**TEXT PROVIDED**
________________________
Tuesday, January 21, 2014

Ontario Superior Court of Justice Offers A Way Around Bad Faith Requirement in CDRP…Kind Of

On December 30, 2013, the Ontario Superior Court of Justice granted an Order forcing the transfer of a domain name back to the original owner. The Plaintiff Corporation, a Toronto area mold removal service, was created by Mr. Sullivan (the Defendant) and Mr. Dalrymple. Sullivan registered the domain name “mold.ca” for the business. 

photo by mikeleeorg
Sullivan and Dalrymple’s business relationship soured. Despite the fact that the website was clearly the property of the Corporation, Sullivan was the named registrant of the domain name and asserted ownership over it. He then sold it to a third-party. 

The Plaintiff undertook CIRA domain name dispute resolution proceedings but was unable to obtain the transfer of the domain because it was unable to prove bad faith on the part of the new owner.

To be successful in a complaint under the CDRP, one must prove that:
  1. The Registrant’s dot-ca domain name is Confusingly Similar to a Mark in which the Complainant had Rights prior to the date of registration of the domain name and continues to have such Rights;
  2. The Registrant has no legitimate interest in the domain name; and 
  3. The Registrant has registered the domain name in bad faith.
 The CDRP further defines Bad Faith at Section 3.5 of the Policy. 

At Common Law, an action for the conversion of property does not require a plaintiff to prove bad faith on the part of the person holding the property. The Superior Court therefore granted the summary motion to have “mold.ca” returned to the Plaintiff. 

Bad faith may be difficult to prove in certain instances rendering the CDRP useless to a trademark holder. At first glance, this seems like a quick and cost effective alternative to a trademark infringement and/or passing off action.
________________________
**PROVIDED MATERIAL**
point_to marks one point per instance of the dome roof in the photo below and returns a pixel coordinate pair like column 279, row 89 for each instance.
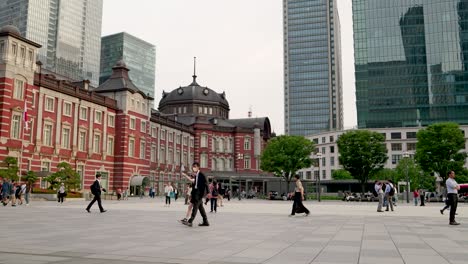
column 10, row 29
column 193, row 93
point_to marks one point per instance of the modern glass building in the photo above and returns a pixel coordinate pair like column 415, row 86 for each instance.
column 69, row 32
column 139, row 56
column 312, row 67
column 411, row 59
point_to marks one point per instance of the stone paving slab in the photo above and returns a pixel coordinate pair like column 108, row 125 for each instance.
column 144, row 231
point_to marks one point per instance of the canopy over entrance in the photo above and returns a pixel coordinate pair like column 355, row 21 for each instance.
column 139, row 180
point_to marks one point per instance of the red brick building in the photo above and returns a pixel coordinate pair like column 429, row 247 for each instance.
column 113, row 129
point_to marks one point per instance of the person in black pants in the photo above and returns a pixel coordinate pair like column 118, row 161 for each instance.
column 199, row 190
column 452, row 196
column 298, row 206
column 96, row 190
column 214, row 196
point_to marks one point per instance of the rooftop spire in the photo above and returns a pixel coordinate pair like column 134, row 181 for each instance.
column 194, row 83
column 194, row 69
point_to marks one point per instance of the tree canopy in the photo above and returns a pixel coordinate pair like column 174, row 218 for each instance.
column 439, row 149
column 285, row 155
column 65, row 174
column 341, row 175
column 362, row 153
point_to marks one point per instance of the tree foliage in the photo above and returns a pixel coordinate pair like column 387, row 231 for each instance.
column 10, row 168
column 362, row 153
column 285, row 155
column 385, row 174
column 30, row 177
column 341, row 175
column 439, row 149
column 65, row 174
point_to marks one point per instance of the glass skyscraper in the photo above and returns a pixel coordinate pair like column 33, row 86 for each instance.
column 411, row 59
column 68, row 30
column 138, row 55
column 312, row 67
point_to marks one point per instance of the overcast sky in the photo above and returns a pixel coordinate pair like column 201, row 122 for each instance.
column 238, row 45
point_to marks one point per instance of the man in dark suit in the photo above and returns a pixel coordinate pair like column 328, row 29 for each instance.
column 96, row 190
column 199, row 190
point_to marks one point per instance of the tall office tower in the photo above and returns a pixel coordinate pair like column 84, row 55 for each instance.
column 312, row 67
column 138, row 55
column 68, row 30
column 411, row 62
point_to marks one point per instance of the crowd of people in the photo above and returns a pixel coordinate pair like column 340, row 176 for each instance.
column 14, row 193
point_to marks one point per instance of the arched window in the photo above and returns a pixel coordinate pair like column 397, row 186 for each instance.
column 221, row 165
column 213, row 165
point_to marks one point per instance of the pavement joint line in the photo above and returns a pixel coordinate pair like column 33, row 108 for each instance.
column 362, row 239
column 394, row 244
column 425, row 242
column 284, row 249
column 328, row 242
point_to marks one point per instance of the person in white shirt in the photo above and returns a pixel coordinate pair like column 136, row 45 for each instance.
column 380, row 195
column 389, row 192
column 167, row 190
column 452, row 196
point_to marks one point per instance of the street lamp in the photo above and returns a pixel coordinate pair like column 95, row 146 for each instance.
column 319, row 156
column 240, row 156
column 406, row 155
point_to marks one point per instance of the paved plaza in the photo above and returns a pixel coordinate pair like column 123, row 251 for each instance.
column 249, row 231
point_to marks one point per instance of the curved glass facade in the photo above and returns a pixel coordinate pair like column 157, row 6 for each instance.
column 411, row 59
column 312, row 71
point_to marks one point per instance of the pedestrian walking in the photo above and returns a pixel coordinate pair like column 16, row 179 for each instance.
column 61, row 193
column 200, row 189
column 6, row 189
column 422, row 197
column 415, row 197
column 380, row 195
column 452, row 196
column 389, row 192
column 23, row 193
column 190, row 207
column 168, row 190
column 27, row 193
column 214, row 191
column 13, row 193
column 298, row 206
column 96, row 190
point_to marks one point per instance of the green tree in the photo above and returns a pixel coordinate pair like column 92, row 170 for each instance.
column 439, row 149
column 384, row 174
column 362, row 153
column 65, row 174
column 10, row 168
column 285, row 155
column 342, row 175
column 30, row 177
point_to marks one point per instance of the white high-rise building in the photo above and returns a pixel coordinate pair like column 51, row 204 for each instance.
column 68, row 30
column 312, row 67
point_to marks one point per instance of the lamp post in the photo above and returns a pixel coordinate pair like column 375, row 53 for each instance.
column 319, row 157
column 406, row 155
column 240, row 156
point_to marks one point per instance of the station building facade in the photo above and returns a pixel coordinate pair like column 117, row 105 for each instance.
column 113, row 129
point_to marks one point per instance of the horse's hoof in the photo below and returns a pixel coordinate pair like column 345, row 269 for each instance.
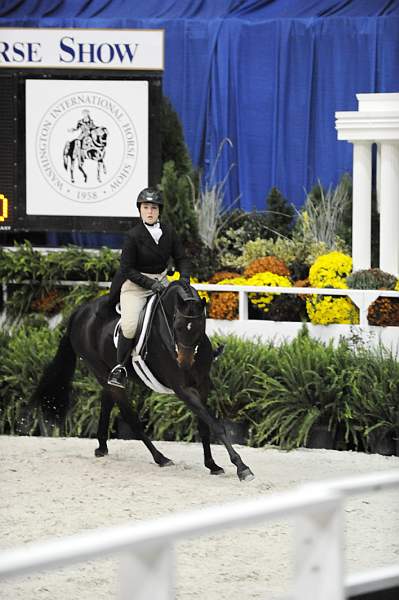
________________________
**REQUIRED WORK**
According to the post on the mold.ca domain dispute, what could the Plaintiff not prove in the CIRA dispute resolution proceedings? The material is not needed here.

**REPLY TO THE EXERCISE**
The Plaintiff could not prove bad faith on the part of the new owner of the domain.